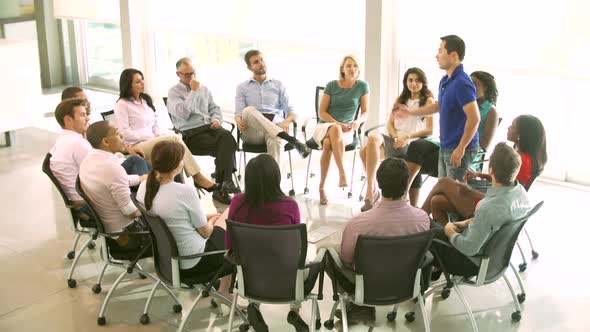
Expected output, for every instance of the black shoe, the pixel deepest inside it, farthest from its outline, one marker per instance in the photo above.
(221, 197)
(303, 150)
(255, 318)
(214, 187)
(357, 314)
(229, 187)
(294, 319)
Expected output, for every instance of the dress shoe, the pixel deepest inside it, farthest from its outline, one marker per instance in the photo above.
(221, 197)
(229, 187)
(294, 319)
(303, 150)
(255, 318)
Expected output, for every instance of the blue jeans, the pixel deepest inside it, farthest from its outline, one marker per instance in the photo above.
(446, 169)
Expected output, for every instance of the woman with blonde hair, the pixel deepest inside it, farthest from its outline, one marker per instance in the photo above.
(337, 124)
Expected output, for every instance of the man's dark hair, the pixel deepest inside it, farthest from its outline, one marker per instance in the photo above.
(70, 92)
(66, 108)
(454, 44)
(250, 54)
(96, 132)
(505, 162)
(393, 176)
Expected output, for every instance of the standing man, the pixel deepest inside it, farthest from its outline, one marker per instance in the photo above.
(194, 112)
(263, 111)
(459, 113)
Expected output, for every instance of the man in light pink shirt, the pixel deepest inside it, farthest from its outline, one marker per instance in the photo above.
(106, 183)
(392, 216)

+--

Each line from the one containing "Expected output, for every instance of the man's" through the last line of the material must be restated word for word, with no other text.

Expected output, for every instance of the man's dark hair, the pixel deepest inside it, farthest from its outline, one marker per instance in the photo above.
(70, 92)
(66, 108)
(454, 44)
(250, 54)
(96, 132)
(505, 162)
(393, 176)
Expected output, for every instance of the standing man, the pixel deepest inside it, farthest from its outline, one marker per instance in the photo above.
(194, 112)
(263, 111)
(459, 113)
Expected output, for every instance of the man in light pink shirt, the pixel deepest inside it, farthest from its outline, one marker per instance in the photo above.
(106, 183)
(392, 216)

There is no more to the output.